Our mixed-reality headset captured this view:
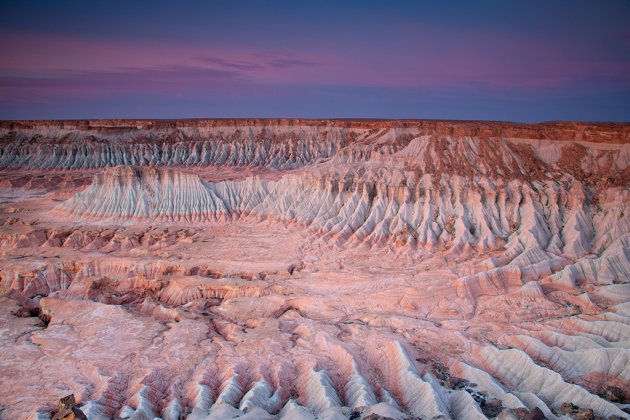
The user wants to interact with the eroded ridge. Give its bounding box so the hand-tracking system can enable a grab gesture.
[0,120,630,419]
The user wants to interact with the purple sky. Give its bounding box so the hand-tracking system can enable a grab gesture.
[0,0,630,121]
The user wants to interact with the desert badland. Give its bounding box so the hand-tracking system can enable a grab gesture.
[0,119,630,419]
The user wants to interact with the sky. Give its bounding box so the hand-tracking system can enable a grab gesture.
[0,0,630,122]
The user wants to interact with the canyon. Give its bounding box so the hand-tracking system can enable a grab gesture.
[0,119,630,419]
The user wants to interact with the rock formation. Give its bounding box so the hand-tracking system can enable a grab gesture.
[0,120,630,419]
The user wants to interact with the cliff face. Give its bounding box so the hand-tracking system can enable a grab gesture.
[0,120,630,419]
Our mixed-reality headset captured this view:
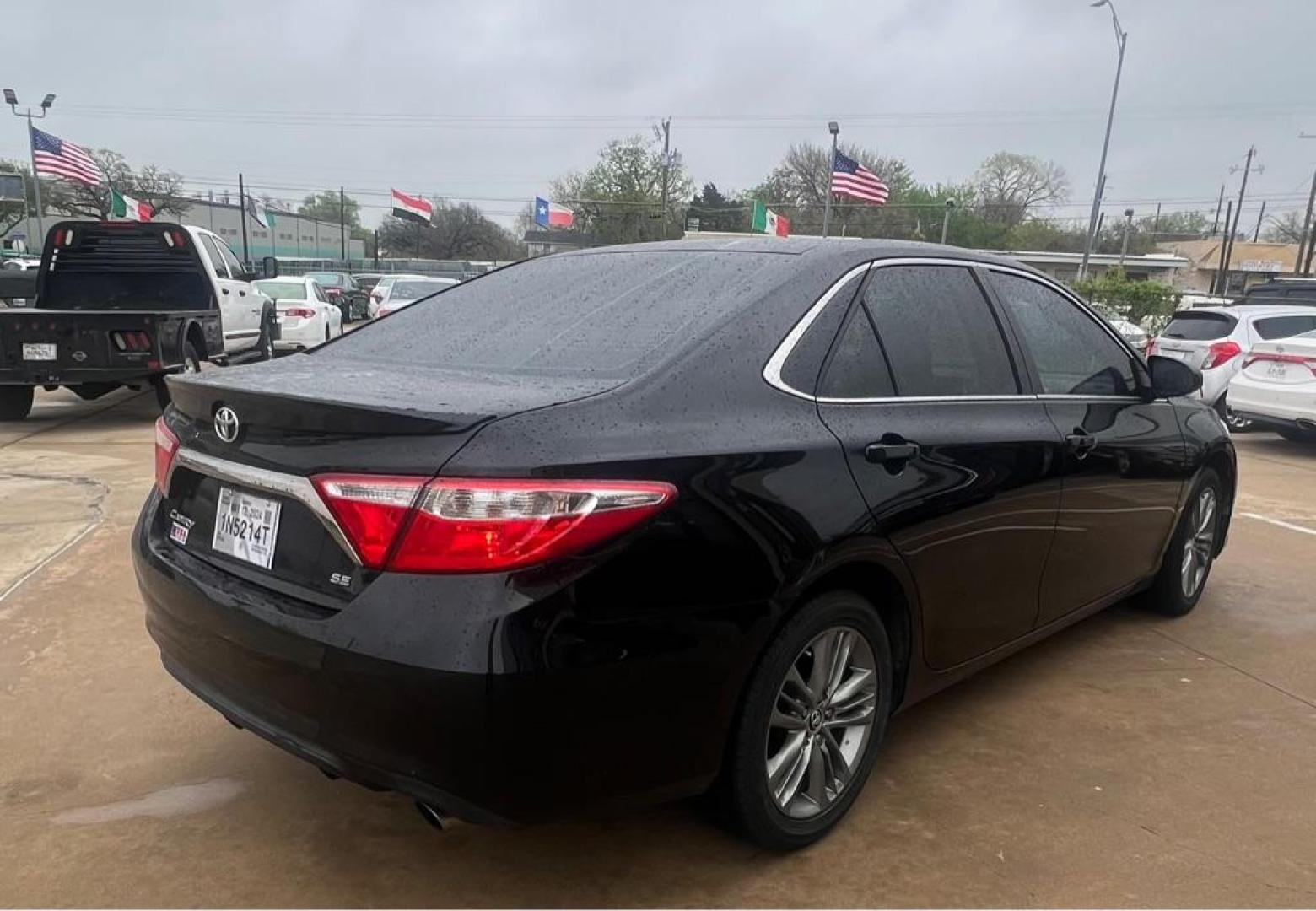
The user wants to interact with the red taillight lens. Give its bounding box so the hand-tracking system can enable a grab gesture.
[155,418,178,493]
[313,475,677,573]
[1201,340,1243,370]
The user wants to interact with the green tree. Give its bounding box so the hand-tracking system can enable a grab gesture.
[552,136,695,244]
[40,148,192,218]
[298,190,360,228]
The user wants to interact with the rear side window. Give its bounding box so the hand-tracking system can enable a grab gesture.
[990,272,1137,396]
[1161,310,1238,341]
[863,266,1018,396]
[818,307,895,399]
[1252,313,1316,338]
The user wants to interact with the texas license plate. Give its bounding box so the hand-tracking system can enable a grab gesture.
[23,342,56,361]
[211,487,283,569]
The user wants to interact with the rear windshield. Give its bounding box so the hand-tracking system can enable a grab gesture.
[1161,313,1238,341]
[256,282,306,300]
[388,282,453,300]
[322,251,789,376]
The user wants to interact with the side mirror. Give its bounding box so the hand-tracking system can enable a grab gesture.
[1147,354,1201,399]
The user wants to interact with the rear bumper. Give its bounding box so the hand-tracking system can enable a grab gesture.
[133,493,733,822]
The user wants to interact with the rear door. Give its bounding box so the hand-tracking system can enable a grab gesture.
[987,268,1187,624]
[817,261,1062,669]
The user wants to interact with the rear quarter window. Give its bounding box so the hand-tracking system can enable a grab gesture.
[1161,313,1238,341]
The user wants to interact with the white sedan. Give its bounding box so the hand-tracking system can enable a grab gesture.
[1229,332,1316,442]
[251,275,342,352]
[375,278,461,316]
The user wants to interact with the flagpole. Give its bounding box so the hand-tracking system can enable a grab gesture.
[238,171,251,268]
[28,124,46,251]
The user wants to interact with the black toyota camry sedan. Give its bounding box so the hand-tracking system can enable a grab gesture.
[133,238,1236,848]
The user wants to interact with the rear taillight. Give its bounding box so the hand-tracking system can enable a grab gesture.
[155,418,178,495]
[1201,338,1243,370]
[312,475,677,573]
[1243,352,1316,376]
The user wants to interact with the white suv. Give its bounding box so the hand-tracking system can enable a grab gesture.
[1147,305,1316,430]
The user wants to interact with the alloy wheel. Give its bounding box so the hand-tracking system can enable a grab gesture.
[1179,487,1216,598]
[764,627,878,819]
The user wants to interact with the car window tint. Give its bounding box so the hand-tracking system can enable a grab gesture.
[991,272,1137,395]
[202,234,229,278]
[863,266,1018,396]
[818,307,895,399]
[333,249,799,376]
[1161,312,1238,341]
[1252,313,1316,338]
[782,263,863,395]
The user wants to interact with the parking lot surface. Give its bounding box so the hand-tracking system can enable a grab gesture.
[0,392,1316,906]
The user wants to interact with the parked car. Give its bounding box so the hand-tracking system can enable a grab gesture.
[306,272,369,322]
[374,277,461,316]
[133,238,1236,848]
[369,274,426,319]
[0,221,279,421]
[254,275,342,352]
[1150,305,1316,430]
[1229,332,1316,442]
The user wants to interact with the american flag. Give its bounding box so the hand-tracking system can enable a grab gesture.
[832,150,891,205]
[31,127,105,187]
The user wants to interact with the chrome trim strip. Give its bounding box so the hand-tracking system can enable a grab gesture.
[164,449,362,566]
[763,262,872,402]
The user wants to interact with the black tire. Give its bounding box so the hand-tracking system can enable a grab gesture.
[0,385,33,421]
[151,342,202,411]
[1276,427,1316,442]
[1141,469,1225,617]
[724,591,893,850]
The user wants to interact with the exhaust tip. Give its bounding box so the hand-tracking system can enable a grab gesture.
[416,800,456,832]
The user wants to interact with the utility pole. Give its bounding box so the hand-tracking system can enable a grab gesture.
[4,89,56,243]
[1222,146,1259,294]
[822,120,842,244]
[662,117,671,240]
[1212,199,1233,295]
[1078,0,1129,278]
[238,172,251,268]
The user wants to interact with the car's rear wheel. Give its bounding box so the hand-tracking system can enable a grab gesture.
[0,385,31,421]
[726,591,893,850]
[1144,469,1224,617]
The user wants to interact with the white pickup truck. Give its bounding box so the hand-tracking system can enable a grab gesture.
[0,221,279,420]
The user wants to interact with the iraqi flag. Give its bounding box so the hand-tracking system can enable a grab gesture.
[392,190,434,223]
[534,197,575,228]
[109,187,155,221]
[749,200,791,237]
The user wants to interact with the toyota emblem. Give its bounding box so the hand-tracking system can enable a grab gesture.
[214,406,240,442]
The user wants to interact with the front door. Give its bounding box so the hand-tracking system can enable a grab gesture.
[989,270,1186,624]
[818,261,1062,669]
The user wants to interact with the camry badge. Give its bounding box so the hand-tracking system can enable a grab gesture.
[214,406,240,442]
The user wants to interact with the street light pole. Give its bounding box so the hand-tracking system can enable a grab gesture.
[822,120,841,237]
[4,89,56,243]
[1078,0,1129,278]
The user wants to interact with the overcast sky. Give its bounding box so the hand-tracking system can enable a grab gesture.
[0,0,1316,231]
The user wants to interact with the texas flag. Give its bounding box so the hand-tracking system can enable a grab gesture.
[534,197,575,228]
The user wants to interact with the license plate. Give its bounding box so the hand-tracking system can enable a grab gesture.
[23,342,56,361]
[211,487,283,569]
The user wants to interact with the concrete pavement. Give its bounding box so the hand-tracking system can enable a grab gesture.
[0,392,1316,906]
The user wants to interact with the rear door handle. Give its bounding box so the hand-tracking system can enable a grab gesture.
[863,442,919,465]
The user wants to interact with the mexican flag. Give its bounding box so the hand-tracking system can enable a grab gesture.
[749,200,791,237]
[109,187,155,221]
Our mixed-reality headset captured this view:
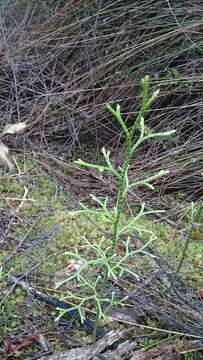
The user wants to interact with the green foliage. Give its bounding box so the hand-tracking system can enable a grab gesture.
[57,76,175,334]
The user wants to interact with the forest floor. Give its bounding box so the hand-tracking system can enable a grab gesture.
[0,156,203,360]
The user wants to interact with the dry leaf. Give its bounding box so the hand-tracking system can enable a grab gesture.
[0,142,14,172]
[54,260,82,280]
[1,121,26,135]
[4,330,38,360]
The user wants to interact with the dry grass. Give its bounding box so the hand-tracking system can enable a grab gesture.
[0,0,203,197]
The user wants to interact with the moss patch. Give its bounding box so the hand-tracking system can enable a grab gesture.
[0,159,203,350]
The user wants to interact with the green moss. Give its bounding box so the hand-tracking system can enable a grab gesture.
[0,159,203,348]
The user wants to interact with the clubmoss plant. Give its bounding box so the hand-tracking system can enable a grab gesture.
[57,76,175,331]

........

Copy out the lines of the listing word for word, starting at the line that contains "The user wants to interact with the front" and ending at the line that contains "[863,442,919,465]", with both of those lines included.

The user wants to interact with the front door. Give its bounding box so the hand-tracking system can enable a grab gesture.
[989,270,1186,624]
[818,261,1062,669]
The user wants to interact with the camry badge. Give its bounding box so the hand-tracking system can enable a grab gesture.
[214,406,240,442]
The user wants to interact with the street light pole. Give its bounding box so the hand-tracking system can enable a grab gesture.
[822,120,841,237]
[4,89,56,243]
[1078,0,1129,278]
The user wants to interact with the overcast sky. Give its bounding box so the hand-tracking system can enable a grab gesture.
[0,0,1316,231]
The user wants to interact with the texas flag. Give its bounding box so the hand-tracking system can enable a grab gesture.
[534,197,575,228]
The user wants to interact with the license plate. Give its bounding box so the hand-tracking system can enable a grab gesture.
[23,342,56,361]
[211,487,283,569]
The user wants to interact with the concrete pavement. Give its bounding box so the hand-tracking system can enable a grab gesture.
[0,392,1316,906]
The user wants to interact with the rear door handle. Give its bounding box so the hand-tracking system can enable a grab gesture.
[863,442,919,465]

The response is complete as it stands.